OBJECTIVE 1: How many lines in the records contain the string "water"? Reply with the number alone.

TEXT EXCERPT:

+++

We should know in about 30 hours what direction the U.S. has chosen to go in. Will we choose expansiveness and optimism or will we choose exclusion and fear? Regardless of which candidate wins the election – either popular vote or electoral college – like all presidential elections in America it comes down to a choice of the lesser of two evils.

Which candidate do you think is going to do the best for you? Which candidate is going to do the least amount of harm to everyone else while doing you good? Those are the only two questions that should be considered in picking a candidate, but I wonder how many people even think about that second one.

And there’s plenty going on besides the presidential election. California is a hotbed of propositions this year: everything from humane treatment of farm animals (Prop 2) to requiring government owned utilities to generate 20% of their energy from renewable sources by 2010 (Prop 7) to same-sex marriage rights (Prop 8). Florida has an anti same-sex marriage initiative (Amendment 2) on the ballot as does Arizona (Prop 102) where they’re also considering reforms to the payday loan industry (Prop 200). Washington state voters will have to consider whether or not they want terminally ill adults with 6 or fewer months to live to be able to obtain lethal prescriptions (Initiative Measure 1000) and voters in Maryland will pull the lever either for or against slot machines.

+++

Region labeling items:
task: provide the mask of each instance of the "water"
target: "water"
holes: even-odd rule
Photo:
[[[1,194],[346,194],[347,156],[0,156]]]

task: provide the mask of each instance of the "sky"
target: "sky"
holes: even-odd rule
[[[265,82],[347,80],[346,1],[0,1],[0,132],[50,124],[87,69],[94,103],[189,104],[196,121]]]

+++

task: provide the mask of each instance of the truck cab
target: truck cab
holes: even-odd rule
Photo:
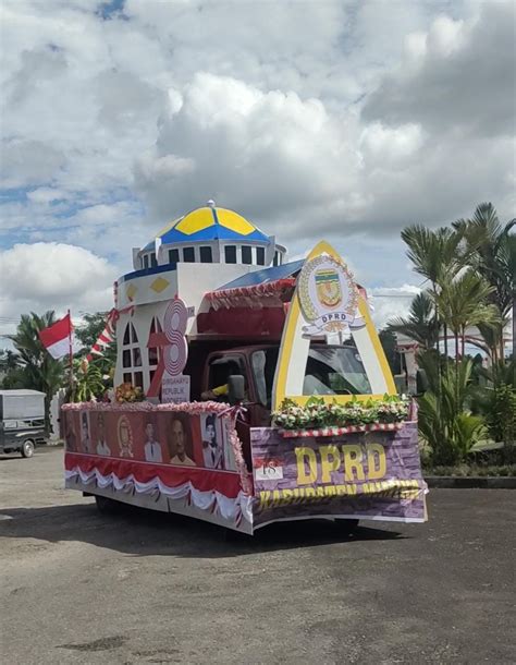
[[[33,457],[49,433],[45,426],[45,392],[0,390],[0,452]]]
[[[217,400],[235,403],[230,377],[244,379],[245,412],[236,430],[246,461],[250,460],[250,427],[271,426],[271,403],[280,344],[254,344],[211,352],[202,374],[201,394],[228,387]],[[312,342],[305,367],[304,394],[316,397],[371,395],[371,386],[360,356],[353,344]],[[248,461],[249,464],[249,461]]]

+++

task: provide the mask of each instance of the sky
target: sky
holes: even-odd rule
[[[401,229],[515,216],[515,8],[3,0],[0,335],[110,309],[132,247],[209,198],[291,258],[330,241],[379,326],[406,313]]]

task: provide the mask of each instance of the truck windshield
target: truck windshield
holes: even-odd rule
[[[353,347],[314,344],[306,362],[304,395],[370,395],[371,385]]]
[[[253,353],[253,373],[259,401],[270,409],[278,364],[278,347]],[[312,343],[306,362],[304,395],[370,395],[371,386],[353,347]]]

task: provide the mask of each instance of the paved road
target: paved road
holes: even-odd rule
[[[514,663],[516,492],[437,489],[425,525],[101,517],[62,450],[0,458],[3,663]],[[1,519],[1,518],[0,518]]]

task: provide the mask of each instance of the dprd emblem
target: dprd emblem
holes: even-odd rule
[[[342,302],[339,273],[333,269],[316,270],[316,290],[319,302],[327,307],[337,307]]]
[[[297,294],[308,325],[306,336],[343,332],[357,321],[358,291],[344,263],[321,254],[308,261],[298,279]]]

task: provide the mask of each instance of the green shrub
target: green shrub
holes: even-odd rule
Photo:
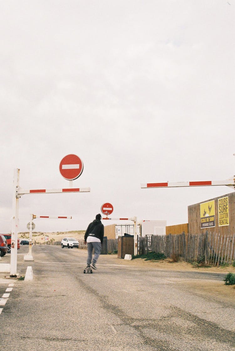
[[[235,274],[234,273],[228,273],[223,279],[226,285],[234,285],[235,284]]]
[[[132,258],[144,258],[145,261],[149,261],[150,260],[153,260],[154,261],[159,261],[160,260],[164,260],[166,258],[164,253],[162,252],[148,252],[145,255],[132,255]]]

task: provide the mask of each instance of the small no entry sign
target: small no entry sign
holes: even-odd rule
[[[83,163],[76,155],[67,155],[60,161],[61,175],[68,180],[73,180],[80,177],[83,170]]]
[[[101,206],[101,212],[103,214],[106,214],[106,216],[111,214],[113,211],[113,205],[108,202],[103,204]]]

+++

OBJECTIVE 2: Reproduce the part of the election passage starting at "And there’s plenty" and ending at "against slot machines.".

COMPLETE OUTPUT 1: 2

COMPLETE OUTPUT 2:
And there’s plenty going on besides the presidential election. California is a hotbed of propositions this year: everything from humane treatment of farm animals (Prop 2) to requiring government owned utilities to generate 20% of their energy from renewable sources by 2010 (Prop 7) to same-sex marriage rights (Prop 8). Florida has an anti same-sex marriage initiative (Amendment 2) on the ballot as does Arizona (Prop 102) where they’re also considering reforms to the payday loan industry (Prop 200). Washington state voters will have to consider whether or not they want terminally ill adults with 6 or fewer months to live to be able to obtain lethal prescriptions (Initiative Measure 1000) and voters in Maryland will pull the lever either for or against slot machines.